## Instruction 1
In the Silicon Valley Bank passage below, swap "Silicon Valley Bank" for "SVB" wherever it occurs, and write out the text beginning at the words "Silicon Valley Bank 2023: The" and stopping after "already too late.".
===== Selected passage
Silicon Valley Bank 2023: The Fastest Bank Run in History
Situation
It is March 9, 2023. Silicon Valley Bank — the 16th largest US bank by assets, with $209 billion in total assets and $175 billion in deposits — opened for business this morning. By 9:00 AM Pacific, it is already too late.
SVB's depositor base was unlike any other bank: 97% of deposits were uninsured (above the FDIC's $250,000 limit), concentrated among technology startups, venture capital firms, and the founders of Silicon Valley. When interest rates were near zero and venture funding was abundant (2020–2021), deposits flooded in. SVB deployed those deposits into long-dated US Treasury bonds and agency mortgage-backed securities — buying safety, but creating a massive duration mismatch.
Then the Fed raised rates at the fastest pace since the 1980s. SVB's $117 billion bond portfolio lost approximately $17 billion in market value — losses that were masked by HTM accounting classification. By January 2023, SVB had unrealized losses equal to 100% of its total equity.
==========
## Instruction 2
Turn the entries below, from the line that has "the bicycle wheel;" through the end of the entries, into a Markdown table with the columns n and Line, one numbered row per line, and leave out blank lines.
===== Record excerpts
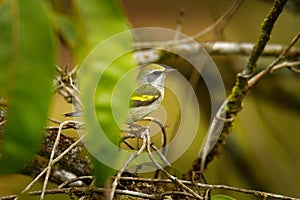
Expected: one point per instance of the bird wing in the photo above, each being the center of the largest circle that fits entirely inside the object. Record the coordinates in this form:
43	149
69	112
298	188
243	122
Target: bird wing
144	96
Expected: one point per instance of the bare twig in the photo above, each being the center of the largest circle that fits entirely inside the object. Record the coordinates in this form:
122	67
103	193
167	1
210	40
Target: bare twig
74	180
132	157
241	87
213	187
223	18
54	160
173	178
218	48
274	65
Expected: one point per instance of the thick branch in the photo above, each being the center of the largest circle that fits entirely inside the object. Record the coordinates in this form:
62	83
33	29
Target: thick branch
214	49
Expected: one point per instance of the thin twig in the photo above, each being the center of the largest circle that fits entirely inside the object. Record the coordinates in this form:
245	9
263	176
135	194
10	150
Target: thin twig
179	24
274	65
74	180
212	187
53	162
223	18
218	48
173	178
131	158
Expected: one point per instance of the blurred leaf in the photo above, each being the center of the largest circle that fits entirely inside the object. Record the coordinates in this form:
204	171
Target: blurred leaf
101	70
27	59
221	197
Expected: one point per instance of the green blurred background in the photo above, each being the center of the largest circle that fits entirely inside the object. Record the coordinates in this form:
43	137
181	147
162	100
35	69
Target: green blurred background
262	153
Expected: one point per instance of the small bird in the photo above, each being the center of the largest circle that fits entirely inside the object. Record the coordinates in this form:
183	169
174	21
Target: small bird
148	95
150	91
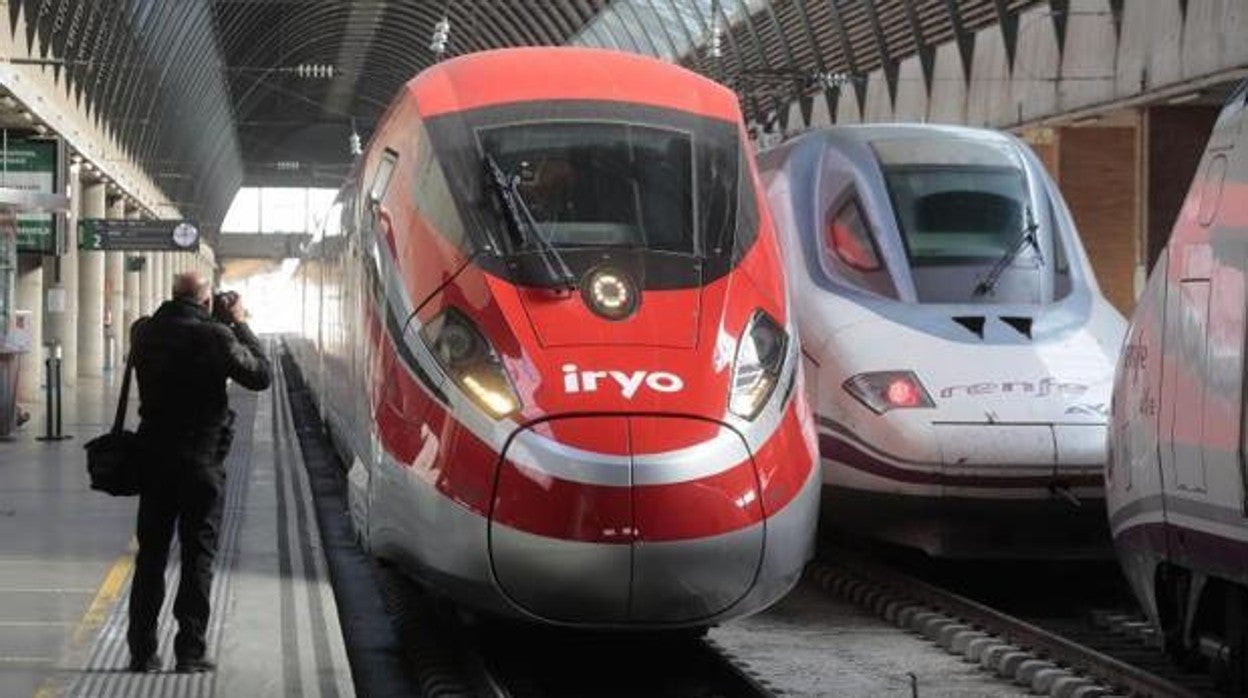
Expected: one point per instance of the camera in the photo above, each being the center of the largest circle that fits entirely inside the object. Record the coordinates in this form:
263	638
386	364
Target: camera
222	304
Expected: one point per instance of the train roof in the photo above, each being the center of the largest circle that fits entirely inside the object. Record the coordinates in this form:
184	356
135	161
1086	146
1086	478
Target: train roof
867	139
567	73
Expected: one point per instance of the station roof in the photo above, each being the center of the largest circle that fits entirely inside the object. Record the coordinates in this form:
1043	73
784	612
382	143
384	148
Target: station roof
207	95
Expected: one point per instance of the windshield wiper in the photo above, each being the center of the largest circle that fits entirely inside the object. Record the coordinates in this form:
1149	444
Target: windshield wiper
990	280
527	227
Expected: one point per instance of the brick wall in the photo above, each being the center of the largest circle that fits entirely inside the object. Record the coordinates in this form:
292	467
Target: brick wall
1097	174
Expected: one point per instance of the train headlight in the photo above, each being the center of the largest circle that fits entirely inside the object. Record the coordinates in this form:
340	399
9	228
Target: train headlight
889	390
471	362
756	370
610	294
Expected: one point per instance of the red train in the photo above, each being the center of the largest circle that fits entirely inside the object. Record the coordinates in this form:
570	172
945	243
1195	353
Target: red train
547	324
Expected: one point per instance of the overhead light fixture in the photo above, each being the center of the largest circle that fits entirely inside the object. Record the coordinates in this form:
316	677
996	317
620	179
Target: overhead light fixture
1186	98
315	70
441	36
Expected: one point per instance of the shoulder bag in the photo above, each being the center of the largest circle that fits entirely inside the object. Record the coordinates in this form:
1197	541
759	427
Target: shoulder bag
114	460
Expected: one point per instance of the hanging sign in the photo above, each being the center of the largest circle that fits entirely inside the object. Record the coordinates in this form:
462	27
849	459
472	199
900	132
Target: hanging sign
30	165
130	235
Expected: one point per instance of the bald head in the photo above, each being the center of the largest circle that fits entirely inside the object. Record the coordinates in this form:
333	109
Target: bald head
191	286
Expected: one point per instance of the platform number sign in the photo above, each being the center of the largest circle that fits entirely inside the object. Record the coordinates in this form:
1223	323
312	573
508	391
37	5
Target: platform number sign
112	234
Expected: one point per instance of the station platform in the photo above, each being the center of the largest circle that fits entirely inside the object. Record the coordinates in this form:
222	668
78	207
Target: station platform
66	558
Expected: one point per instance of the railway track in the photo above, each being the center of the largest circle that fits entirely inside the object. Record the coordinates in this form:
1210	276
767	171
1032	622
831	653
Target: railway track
456	656
1065	658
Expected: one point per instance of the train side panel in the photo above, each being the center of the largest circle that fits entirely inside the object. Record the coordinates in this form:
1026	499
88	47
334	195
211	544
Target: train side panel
1176	485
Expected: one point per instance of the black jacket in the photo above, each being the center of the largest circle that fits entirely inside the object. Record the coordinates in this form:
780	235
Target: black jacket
182	358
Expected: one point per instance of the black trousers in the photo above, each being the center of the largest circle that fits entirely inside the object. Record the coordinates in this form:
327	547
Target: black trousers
184	488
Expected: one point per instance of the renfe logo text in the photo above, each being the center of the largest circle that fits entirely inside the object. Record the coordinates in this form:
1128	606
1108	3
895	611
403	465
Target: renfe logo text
1040	388
587	381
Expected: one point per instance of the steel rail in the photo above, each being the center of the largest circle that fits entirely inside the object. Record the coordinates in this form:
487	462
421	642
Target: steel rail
1014	631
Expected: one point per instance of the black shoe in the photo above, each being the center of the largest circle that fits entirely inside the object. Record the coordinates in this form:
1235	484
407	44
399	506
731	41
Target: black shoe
149	664
195	666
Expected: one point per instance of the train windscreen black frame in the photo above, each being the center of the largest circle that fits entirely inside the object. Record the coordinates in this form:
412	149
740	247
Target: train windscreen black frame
714	229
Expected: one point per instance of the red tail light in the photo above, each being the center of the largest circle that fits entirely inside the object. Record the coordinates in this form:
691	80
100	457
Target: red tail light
889	390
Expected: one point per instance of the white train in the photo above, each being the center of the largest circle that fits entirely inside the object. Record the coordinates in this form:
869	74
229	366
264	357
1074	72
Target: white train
1174	485
959	351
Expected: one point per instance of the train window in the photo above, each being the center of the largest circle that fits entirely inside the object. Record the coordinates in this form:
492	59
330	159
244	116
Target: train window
849	237
603	185
381	180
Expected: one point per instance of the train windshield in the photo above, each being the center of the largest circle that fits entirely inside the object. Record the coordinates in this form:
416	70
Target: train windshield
602	185
964	212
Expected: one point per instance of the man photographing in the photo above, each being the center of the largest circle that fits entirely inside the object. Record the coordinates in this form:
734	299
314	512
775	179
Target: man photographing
182	356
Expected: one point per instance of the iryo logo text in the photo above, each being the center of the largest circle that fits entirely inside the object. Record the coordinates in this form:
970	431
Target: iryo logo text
587	381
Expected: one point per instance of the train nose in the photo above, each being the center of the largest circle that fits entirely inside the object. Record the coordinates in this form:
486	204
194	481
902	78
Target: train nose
613	536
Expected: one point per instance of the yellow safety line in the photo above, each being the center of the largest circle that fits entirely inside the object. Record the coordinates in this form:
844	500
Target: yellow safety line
114	583
105	598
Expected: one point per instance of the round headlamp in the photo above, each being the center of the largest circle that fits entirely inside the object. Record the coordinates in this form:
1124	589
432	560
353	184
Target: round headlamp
610	294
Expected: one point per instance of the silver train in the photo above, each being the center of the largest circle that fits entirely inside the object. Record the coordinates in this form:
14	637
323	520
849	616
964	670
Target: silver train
957	347
1176	480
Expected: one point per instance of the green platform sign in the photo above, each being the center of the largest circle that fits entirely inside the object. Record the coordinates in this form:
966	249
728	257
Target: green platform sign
136	236
30	165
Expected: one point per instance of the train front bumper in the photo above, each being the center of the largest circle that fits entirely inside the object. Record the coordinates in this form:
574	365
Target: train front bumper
634	540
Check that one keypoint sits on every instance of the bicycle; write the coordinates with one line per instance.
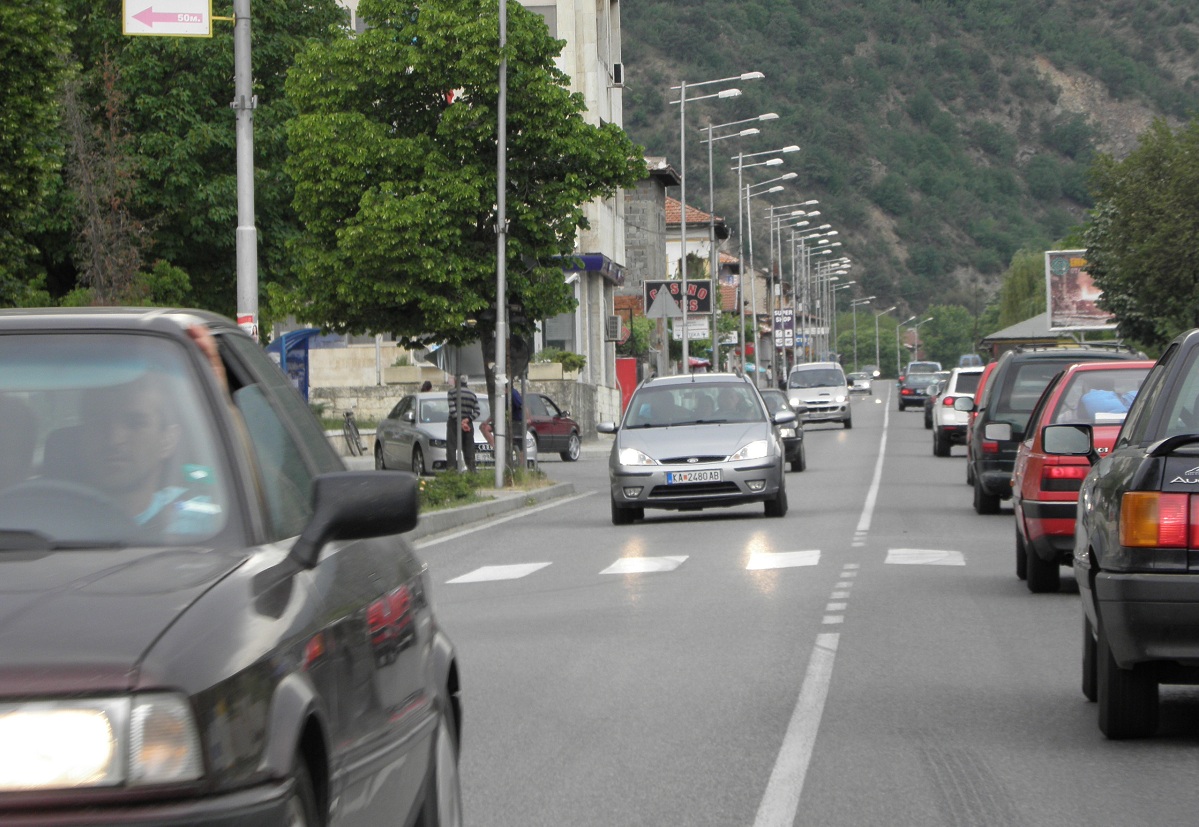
(350, 432)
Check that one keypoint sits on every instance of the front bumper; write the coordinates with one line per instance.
(646, 487)
(257, 807)
(1149, 616)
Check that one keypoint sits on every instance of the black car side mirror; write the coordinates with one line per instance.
(354, 505)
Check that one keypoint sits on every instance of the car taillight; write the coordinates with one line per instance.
(1064, 477)
(1156, 520)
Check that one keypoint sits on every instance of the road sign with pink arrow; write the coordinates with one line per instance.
(168, 18)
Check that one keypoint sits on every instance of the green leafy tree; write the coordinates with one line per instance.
(1142, 240)
(32, 68)
(1023, 291)
(393, 155)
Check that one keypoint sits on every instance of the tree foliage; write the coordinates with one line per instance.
(396, 177)
(1143, 240)
(32, 68)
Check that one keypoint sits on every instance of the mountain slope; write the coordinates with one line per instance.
(940, 137)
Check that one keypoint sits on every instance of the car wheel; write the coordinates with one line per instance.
(443, 795)
(1044, 575)
(621, 515)
(940, 442)
(573, 446)
(1090, 678)
(777, 507)
(1022, 557)
(984, 503)
(1127, 698)
(301, 806)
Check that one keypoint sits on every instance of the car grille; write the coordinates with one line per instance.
(692, 489)
(691, 460)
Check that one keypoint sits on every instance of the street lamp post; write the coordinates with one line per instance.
(880, 313)
(682, 181)
(902, 324)
(854, 305)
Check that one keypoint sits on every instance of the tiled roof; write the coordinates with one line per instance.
(693, 215)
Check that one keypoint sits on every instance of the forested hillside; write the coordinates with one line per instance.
(940, 137)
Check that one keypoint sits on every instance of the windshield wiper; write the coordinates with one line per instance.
(22, 539)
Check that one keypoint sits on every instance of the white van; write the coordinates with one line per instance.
(823, 390)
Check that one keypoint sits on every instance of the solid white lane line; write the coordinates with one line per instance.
(498, 520)
(781, 801)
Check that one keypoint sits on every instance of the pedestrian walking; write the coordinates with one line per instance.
(461, 424)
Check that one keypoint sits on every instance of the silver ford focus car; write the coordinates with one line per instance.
(696, 441)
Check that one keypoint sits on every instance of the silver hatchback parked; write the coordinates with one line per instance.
(693, 442)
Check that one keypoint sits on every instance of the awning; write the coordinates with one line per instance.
(592, 263)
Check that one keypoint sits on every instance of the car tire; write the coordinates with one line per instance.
(1044, 575)
(801, 462)
(984, 503)
(1127, 698)
(777, 506)
(1090, 676)
(1022, 557)
(621, 515)
(573, 447)
(301, 804)
(443, 794)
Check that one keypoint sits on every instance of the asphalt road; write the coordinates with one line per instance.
(868, 659)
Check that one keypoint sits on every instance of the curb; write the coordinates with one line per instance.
(446, 519)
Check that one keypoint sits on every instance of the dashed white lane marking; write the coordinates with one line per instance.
(760, 560)
(781, 801)
(499, 573)
(644, 565)
(925, 557)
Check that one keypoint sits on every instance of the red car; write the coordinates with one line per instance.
(1044, 487)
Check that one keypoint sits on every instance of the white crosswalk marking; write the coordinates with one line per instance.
(644, 565)
(760, 560)
(499, 573)
(925, 557)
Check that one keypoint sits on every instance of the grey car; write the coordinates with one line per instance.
(413, 435)
(693, 442)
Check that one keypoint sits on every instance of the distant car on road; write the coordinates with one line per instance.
(692, 442)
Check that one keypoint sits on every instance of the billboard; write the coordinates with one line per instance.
(1072, 295)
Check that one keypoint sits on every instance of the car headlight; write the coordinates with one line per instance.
(755, 450)
(634, 457)
(98, 742)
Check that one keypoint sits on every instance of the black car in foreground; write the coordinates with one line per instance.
(1137, 545)
(206, 619)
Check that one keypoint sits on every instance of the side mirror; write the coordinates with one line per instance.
(998, 432)
(354, 505)
(1068, 440)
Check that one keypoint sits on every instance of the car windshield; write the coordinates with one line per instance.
(106, 441)
(1098, 397)
(815, 378)
(700, 403)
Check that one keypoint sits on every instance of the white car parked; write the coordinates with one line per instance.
(950, 424)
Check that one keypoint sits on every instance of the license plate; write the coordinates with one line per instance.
(680, 477)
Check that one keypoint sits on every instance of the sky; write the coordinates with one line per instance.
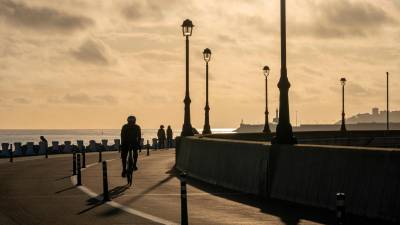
(90, 64)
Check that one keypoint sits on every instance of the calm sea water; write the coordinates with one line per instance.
(11, 136)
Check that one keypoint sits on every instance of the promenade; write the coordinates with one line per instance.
(41, 191)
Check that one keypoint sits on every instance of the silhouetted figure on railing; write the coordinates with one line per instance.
(130, 140)
(170, 136)
(161, 137)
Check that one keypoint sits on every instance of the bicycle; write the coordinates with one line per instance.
(129, 169)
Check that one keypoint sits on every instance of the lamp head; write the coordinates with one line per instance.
(207, 54)
(187, 27)
(343, 81)
(266, 71)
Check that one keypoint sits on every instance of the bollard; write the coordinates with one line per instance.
(82, 150)
(148, 148)
(340, 208)
(184, 214)
(79, 177)
(11, 154)
(47, 152)
(106, 196)
(100, 156)
(74, 163)
(83, 158)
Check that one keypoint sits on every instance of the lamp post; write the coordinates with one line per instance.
(207, 129)
(343, 127)
(187, 129)
(266, 126)
(284, 132)
(387, 101)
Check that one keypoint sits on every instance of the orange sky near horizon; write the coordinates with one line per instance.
(89, 64)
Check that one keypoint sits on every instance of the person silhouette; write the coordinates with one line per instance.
(130, 140)
(170, 135)
(161, 137)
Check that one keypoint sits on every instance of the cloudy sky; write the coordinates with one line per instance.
(89, 64)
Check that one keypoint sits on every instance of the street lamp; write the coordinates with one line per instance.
(387, 101)
(266, 126)
(187, 130)
(207, 129)
(343, 127)
(284, 132)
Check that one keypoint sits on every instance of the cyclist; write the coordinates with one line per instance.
(130, 140)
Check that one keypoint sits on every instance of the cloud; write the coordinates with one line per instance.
(92, 51)
(226, 39)
(333, 19)
(139, 9)
(84, 99)
(21, 100)
(41, 18)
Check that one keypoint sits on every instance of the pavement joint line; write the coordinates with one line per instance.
(118, 205)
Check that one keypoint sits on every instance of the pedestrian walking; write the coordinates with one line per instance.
(170, 136)
(161, 137)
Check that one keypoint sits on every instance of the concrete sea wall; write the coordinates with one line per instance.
(305, 174)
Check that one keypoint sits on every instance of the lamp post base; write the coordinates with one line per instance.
(206, 130)
(284, 135)
(187, 130)
(266, 130)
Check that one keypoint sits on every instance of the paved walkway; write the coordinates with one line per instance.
(41, 191)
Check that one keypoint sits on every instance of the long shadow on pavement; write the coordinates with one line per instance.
(288, 212)
(95, 202)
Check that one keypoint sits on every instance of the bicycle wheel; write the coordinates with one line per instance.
(129, 171)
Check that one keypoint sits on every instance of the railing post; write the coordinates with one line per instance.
(11, 154)
(100, 157)
(79, 178)
(46, 151)
(83, 158)
(184, 213)
(148, 148)
(340, 208)
(106, 196)
(74, 163)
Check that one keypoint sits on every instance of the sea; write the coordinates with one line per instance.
(61, 135)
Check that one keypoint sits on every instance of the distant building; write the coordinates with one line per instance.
(362, 121)
(376, 117)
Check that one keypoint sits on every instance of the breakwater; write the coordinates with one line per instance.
(305, 174)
==========
## Solution 1
SVB 2023: The Fastest Bank Run in History
Situation
It is March 9, 2023. SVB — the 16th largest US bank by assets, with $209 billion in total assets and $175 billion in deposits — opened for business this morning. By 9:00 AM Pacific, it is already too late.

## Solution 2
| n | Line |
|---|---|
| 1 | Check that one keypoint sits on every instance of the bicycle wheel; write the coordinates with one line per instance. |
| 2 | (129, 171) |
| 3 | Check that one keypoint sits on every instance of the railing post; write the coordinates with one line per instance. |
| 4 | (11, 154) |
| 5 | (100, 157) |
| 6 | (79, 178) |
| 7 | (46, 151) |
| 8 | (83, 158) |
| 9 | (184, 213) |
| 10 | (148, 148) |
| 11 | (340, 208) |
| 12 | (106, 196) |
| 13 | (74, 163) |
| 14 | Check that one keypoint sits on every instance of the sea; write the coordinates with one line per instance. |
| 15 | (61, 135) |
| 16 | Check that one keypoint sits on every instance of the distant building; write the coordinates with one line per instance. |
| 17 | (362, 121) |
| 18 | (376, 117) |
| 19 | Check that one keypoint sits on every instance of the breakwater; write the coordinates with one line per instance. |
| 20 | (305, 174) |